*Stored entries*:
..........
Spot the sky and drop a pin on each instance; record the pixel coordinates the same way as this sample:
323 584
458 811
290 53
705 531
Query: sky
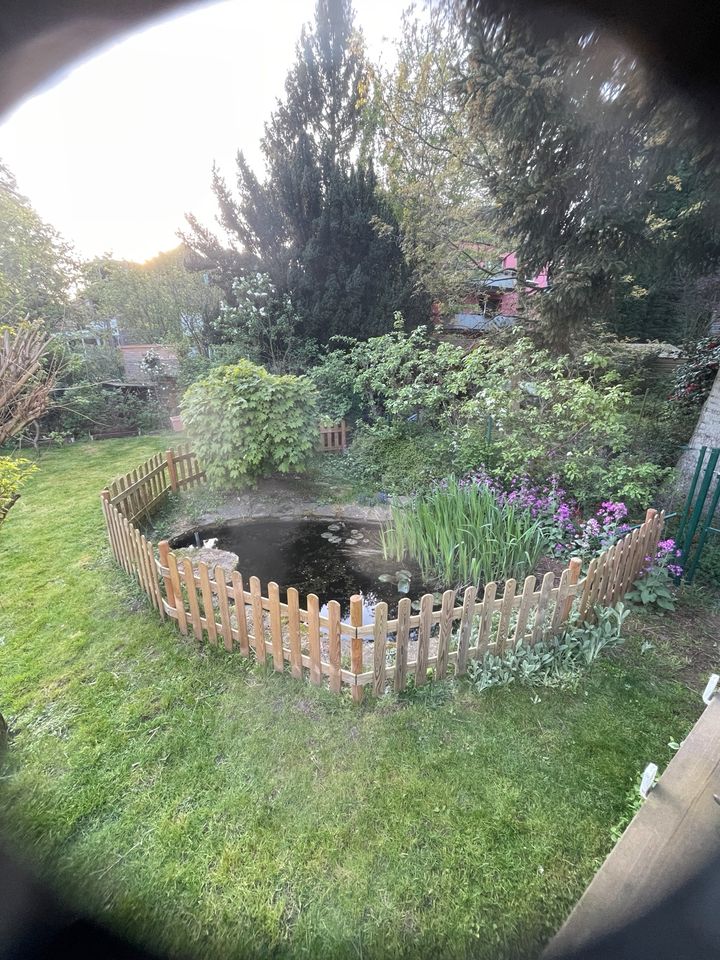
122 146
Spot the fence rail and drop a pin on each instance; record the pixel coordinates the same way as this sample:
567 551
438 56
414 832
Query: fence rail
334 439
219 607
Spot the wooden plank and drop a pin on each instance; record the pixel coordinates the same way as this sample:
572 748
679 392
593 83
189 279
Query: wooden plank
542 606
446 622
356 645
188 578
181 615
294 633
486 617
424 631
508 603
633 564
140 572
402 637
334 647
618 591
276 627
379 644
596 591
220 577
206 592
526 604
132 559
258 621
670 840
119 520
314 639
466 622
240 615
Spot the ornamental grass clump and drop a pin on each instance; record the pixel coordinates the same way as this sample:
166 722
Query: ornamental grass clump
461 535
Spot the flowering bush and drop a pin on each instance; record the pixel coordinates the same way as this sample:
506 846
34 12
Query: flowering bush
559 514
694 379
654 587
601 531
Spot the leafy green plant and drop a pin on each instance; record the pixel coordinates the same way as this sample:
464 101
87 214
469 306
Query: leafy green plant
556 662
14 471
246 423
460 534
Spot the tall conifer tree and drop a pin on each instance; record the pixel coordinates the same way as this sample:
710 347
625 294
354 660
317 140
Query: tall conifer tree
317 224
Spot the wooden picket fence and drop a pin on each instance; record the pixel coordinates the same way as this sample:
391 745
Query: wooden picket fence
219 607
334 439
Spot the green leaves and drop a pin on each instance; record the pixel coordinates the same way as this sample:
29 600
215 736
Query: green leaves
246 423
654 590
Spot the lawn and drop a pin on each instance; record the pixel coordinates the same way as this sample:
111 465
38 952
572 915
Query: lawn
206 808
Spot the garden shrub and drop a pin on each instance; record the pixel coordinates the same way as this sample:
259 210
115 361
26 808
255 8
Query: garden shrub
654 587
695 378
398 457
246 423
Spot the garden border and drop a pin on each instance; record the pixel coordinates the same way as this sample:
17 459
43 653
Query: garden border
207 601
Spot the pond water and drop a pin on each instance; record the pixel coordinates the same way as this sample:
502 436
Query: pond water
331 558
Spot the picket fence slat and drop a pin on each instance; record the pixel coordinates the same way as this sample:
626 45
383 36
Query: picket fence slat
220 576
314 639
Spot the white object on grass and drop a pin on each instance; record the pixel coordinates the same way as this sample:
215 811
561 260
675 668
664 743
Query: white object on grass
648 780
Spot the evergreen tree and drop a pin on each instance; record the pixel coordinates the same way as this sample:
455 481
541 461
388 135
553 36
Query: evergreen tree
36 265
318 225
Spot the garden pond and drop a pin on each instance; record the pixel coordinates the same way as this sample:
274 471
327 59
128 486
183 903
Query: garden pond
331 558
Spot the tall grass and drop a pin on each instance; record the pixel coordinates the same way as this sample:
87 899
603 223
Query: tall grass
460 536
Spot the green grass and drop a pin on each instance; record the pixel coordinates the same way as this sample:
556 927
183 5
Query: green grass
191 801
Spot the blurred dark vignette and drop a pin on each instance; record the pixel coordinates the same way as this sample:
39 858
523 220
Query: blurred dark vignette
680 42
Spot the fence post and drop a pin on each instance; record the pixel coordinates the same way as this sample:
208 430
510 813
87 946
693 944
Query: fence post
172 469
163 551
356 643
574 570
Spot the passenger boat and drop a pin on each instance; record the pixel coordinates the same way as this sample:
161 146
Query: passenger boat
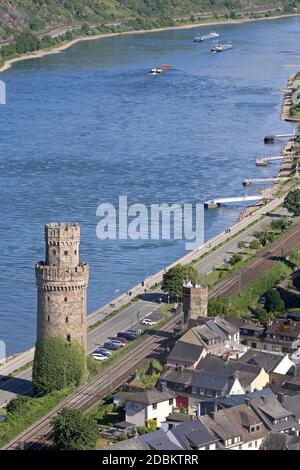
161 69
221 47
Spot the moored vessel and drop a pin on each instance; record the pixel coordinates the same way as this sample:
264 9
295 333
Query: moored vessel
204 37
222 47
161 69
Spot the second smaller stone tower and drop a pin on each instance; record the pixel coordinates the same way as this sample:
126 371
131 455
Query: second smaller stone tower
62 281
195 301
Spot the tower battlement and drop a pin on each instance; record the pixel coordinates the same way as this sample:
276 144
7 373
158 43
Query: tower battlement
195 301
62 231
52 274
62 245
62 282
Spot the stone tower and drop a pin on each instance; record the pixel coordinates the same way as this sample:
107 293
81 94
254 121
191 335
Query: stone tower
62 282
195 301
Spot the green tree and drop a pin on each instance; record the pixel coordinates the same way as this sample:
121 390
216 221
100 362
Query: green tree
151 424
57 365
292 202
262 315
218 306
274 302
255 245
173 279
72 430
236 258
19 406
..........
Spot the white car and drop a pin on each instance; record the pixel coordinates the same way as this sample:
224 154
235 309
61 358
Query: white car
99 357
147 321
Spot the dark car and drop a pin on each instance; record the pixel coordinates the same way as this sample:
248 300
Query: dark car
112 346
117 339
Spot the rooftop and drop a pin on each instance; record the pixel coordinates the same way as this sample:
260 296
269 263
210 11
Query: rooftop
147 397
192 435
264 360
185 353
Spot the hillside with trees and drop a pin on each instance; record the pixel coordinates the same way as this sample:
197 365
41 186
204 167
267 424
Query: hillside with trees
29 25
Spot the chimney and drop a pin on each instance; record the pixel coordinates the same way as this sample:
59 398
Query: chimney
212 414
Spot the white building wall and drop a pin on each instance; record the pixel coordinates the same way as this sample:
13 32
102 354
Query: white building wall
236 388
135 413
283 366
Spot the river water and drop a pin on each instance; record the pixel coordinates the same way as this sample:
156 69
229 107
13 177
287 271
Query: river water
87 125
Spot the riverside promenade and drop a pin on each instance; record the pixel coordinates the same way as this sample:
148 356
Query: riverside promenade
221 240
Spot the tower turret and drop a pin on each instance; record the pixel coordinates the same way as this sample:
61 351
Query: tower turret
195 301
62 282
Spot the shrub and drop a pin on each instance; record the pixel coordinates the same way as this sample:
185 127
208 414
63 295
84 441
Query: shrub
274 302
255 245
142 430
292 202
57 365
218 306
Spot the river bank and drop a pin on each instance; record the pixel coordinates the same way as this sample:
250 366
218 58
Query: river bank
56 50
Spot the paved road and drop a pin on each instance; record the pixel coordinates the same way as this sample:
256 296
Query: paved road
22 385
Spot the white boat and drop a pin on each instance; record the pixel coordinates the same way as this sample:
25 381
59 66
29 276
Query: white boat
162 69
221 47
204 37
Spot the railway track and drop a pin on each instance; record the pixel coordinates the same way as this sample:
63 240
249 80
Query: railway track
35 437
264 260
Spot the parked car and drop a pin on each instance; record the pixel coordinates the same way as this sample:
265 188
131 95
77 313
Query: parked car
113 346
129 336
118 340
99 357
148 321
..........
*TASK INSTRUCTIONS*: Extract every line in the rows that contains the string "conifer", matching case exactly.

*ANSWER TO THE PROBLEM*:
Spot the tall conifer tree and drop a pin on each instance; record the pixel coordinates the same way as this sample:
Query: tall conifer tree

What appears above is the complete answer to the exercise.